=== Document ===
┄┄┄┄┄┄┄┄┄┄
Despite its unconventional form, Jess + Moss still manages to be remarkably engaging as a poignant character study. Jess is pretty and has blue eyes, but she’s also tall and gangly, while Moss is short and much too young to be her companion. Jess knows this, of course, but this knowledge doesn’t prevent a repressed sexual undercurrent between them that’s palpable. As the film goes on, Jess only becomes more restless with her situation.

In one scene Jess questions Moss about his sexual experience – how far he’s gone with girls. He tells her he’s kissed one before, but when she mocks him for being in love with a younger girl named Haley, he adamantly denies it. As Moss takes a pee with his back to her, in voiceover he asks her what a dildo is. Jess insists that he’s much too young to know about such things, but when she explains that it’s a “substitute penis,” the two of them crack up. Moss and Jess have strange and intimate conversations, about such issues as longevity and the quality of life, including how long people should have to wipe your butt after you grow old. When they later dance together to an old record, Jess asks matter-of-factly, “Aren’t we supposed to dance closer?”
┄┄┄┄┄┄┄┄┄┄
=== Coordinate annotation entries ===
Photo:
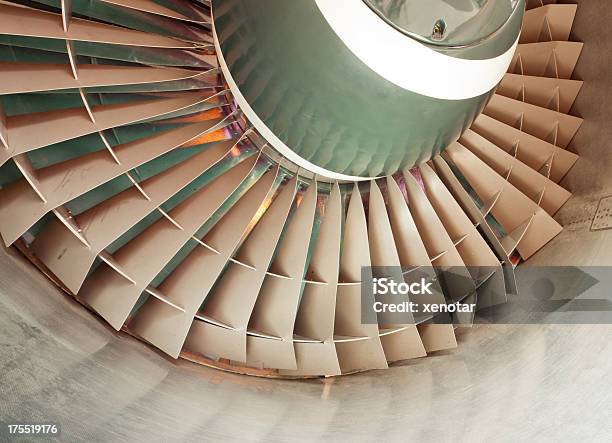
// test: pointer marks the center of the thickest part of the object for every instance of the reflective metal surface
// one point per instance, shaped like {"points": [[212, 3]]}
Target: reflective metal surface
{"points": [[465, 22], [504, 383]]}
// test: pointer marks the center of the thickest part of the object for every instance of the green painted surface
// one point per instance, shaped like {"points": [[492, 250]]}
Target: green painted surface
{"points": [[324, 103]]}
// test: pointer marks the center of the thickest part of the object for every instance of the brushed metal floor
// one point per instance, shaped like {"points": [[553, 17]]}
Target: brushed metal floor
{"points": [[504, 383]]}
┄┄┄┄┄┄┄┄┄┄
=== Given request 1 ===
Rewrite the part of the film review starting with "Despite its unconventional" and going on through "with her situation.", putting "uneasy" in place of "restless".
=== Given request 2 ===
In the film review, what reason does Jess give for holding back from telling Moss what a dildo is, and how do the two react once she explains it?

=== Problem solution 1 ===
Despite its unconventional form, Jess + Moss still manages to be remarkably engaging as a poignant character study. Jess is pretty and has blue eyes, but she’s also tall and gangly, while Moss is short and much too young to be her companion. Jess knows this, of course, but this knowledge doesn’t prevent a repressed sexual undercurrent between them that’s palpable. As the film goes on, Jess only becomes more uneasy with her situation.

=== Problem solution 2 ===
Jess insists that Moss is much too young to know about such things. When she explains that it's a "substitute penis," the two of them crack up.